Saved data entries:

◇ ◇ ◇ ◇ ◇

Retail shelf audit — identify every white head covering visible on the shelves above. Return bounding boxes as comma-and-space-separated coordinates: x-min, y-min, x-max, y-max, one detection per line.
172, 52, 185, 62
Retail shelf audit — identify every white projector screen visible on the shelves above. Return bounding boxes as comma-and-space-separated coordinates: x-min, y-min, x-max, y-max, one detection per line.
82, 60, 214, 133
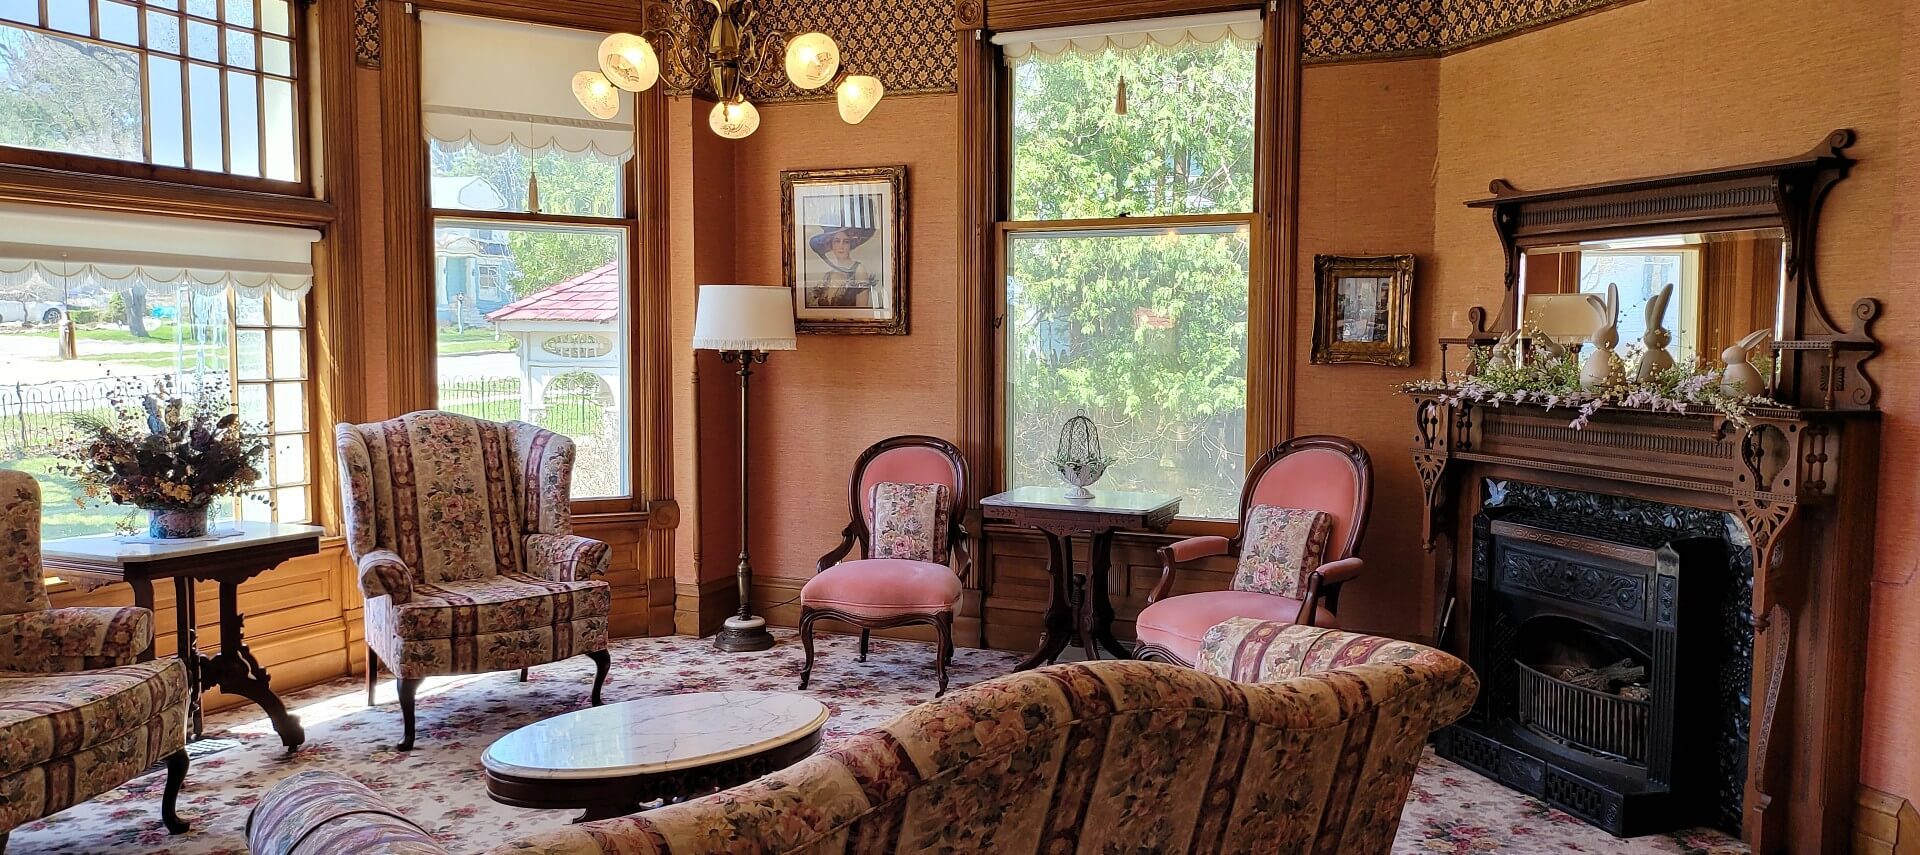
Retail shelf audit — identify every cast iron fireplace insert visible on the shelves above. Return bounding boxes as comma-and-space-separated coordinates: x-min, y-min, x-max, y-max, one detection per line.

◇ ◇ ◇ ◇ ◇

Would you copy out the data exactly, leaving every picture out?

Retail shelf audit — identify every white head covering visible on the shelves above. Return bounding boxes as comma-and-space-separated coordinates: x-min, y-min, x-max, y-max, one detection per line.
172, 52, 185, 62
Retail shelf audit — identify every white projector screen visible on the shelves above. Return bounding boxes as comma-and-space-separated coordinates: x-min, y-min, x-max, y-max, one detection per line.
82, 60, 214, 133
Retail shelf audit — identify every cast iron fireplace insert visible on the shelves above. Return bounding boxes as comma-and-space-separated coordinates: x-min, y-min, x-max, y-max, one detection per line.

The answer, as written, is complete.